> [DATA LISTING]:
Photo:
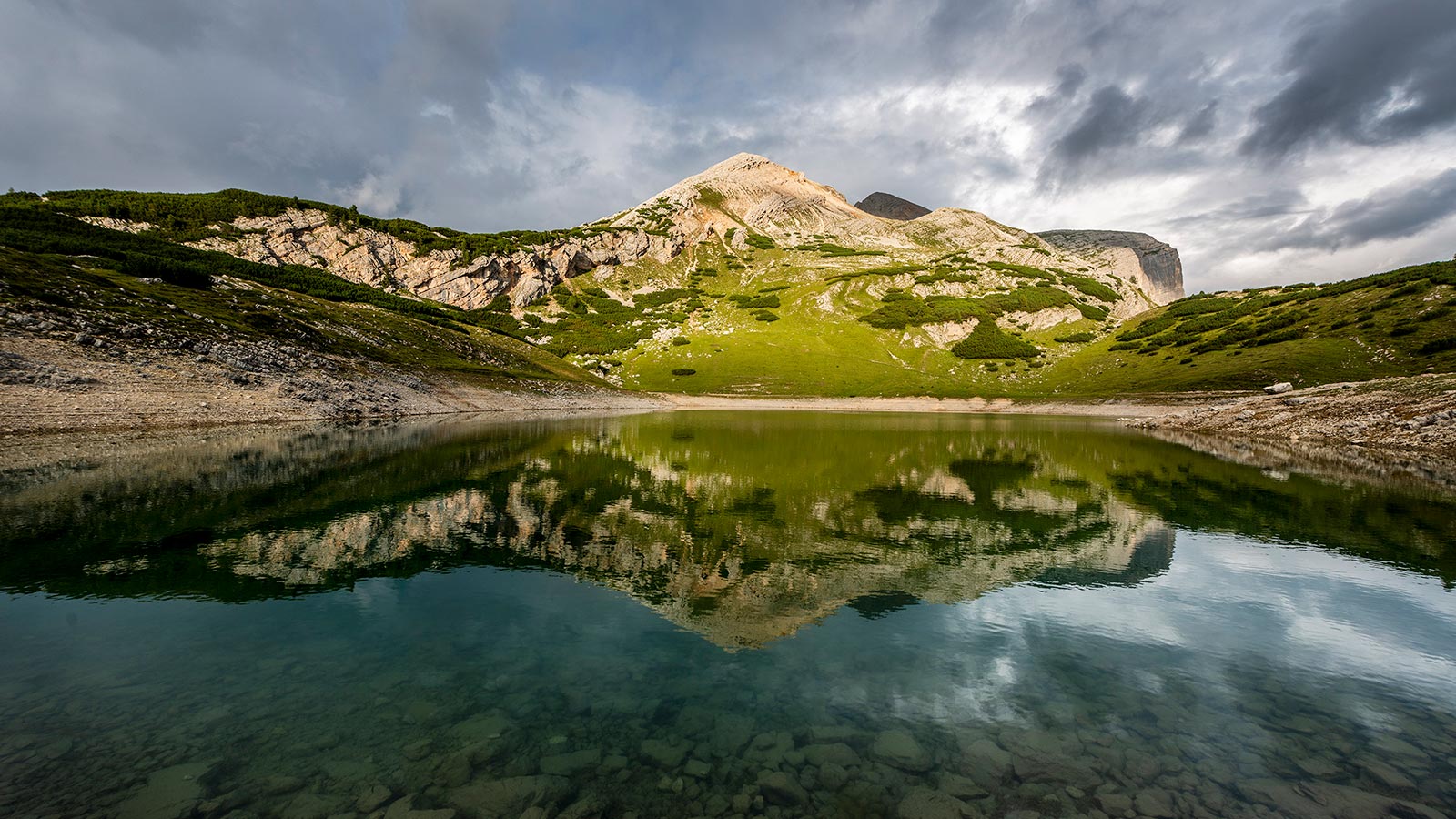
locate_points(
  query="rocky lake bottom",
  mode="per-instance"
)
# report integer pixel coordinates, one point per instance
---
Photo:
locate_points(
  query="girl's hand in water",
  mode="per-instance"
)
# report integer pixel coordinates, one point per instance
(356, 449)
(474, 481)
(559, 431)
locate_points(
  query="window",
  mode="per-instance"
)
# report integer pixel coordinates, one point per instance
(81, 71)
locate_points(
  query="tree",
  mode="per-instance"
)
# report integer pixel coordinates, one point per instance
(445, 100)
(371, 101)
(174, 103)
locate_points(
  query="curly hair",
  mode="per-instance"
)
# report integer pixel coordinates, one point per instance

> [TASK REQUIREMENTS]: Find every line in the listing above that contains the string "query", and copy each of those lines out verbatim.

> [TASK RESULT]:
  query="rocky lake bottom",
  query="girl's hand in water",
  query="window",
  query="tree",
  query="curly hair",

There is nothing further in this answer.